Tarea planteada A: Según el fragmento de página, ¿de qué estaba acusado el militar judío al que defendió Zola?
=== Fragmento de página ===
En las postrimerías del siglo XIX un novel diario francés publicó el valeroso alegato de Émile Zola en favor de un militar judío acusado de alta traición a la patria. El capitán Dreyfus había sido condenado por deslealtad y toda la fuerza de la ley había recaído sobre sus hombros. Existía cierta sospecha en el ambiente de que el proceso había cometido faltas inaceptables, pero, mustios en su apagado fervor —confesado o no— a los prejuicios morales del Ancien Régime, los intelectuales franceses no osaron intervenir. Lo que se escondía detrás del caso Dreyfus fue el recalcitrante antisemitismo de la República Francesa. Una sola frase bastó para que Zola lograra su cometido: J’accuse…! Lo que vino después, literalmente, fue historia. La frase en sí misma aglutina lo que quiero transmitir en estas líneas: la concepción del testimonio como una forma de denuncia.
===
Tarea planteada B: ¿Qué líneas de las filas contienen la cadena "wall"? Muéstralas todas.
=== Extractos de datos ===
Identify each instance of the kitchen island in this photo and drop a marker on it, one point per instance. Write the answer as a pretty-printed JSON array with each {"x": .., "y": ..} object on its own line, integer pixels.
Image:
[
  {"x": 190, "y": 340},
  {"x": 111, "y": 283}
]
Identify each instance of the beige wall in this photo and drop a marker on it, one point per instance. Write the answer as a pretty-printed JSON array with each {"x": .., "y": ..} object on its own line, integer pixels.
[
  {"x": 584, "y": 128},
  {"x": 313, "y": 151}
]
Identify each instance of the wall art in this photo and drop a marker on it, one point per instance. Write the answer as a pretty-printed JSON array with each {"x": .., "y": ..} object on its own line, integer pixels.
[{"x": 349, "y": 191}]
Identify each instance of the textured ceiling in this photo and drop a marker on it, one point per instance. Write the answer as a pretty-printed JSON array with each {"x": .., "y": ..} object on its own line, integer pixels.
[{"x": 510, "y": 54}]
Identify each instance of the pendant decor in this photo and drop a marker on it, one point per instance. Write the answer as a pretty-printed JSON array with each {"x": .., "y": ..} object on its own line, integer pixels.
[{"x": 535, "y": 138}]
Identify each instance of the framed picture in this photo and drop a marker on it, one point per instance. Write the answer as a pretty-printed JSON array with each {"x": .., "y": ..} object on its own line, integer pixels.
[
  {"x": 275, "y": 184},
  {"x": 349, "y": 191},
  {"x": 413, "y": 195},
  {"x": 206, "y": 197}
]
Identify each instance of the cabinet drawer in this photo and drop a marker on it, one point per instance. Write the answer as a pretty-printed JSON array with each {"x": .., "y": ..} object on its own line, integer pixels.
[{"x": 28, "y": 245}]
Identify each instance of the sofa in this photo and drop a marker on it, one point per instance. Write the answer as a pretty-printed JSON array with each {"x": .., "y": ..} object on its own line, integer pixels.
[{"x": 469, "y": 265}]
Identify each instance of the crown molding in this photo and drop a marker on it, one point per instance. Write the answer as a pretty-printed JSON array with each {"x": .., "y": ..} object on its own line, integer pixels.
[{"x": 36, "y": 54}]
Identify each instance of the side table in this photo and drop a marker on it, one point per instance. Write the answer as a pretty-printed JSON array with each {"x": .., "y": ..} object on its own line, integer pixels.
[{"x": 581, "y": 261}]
===
Solución A: De alta traición a la patria.

Solución B:
Identify each instance of the beige wall in this photo and drop a marker on it, one point per instance. Write the answer as a pretty-printed JSON array with each {"x": .., "y": ..} object on its own line, integer pixels.
Identify each instance of the wall art in this photo and drop a marker on it, one point per instance. Write the answer as a pretty-printed JSON array with each {"x": .., "y": ..} object on its own line, integer pixels.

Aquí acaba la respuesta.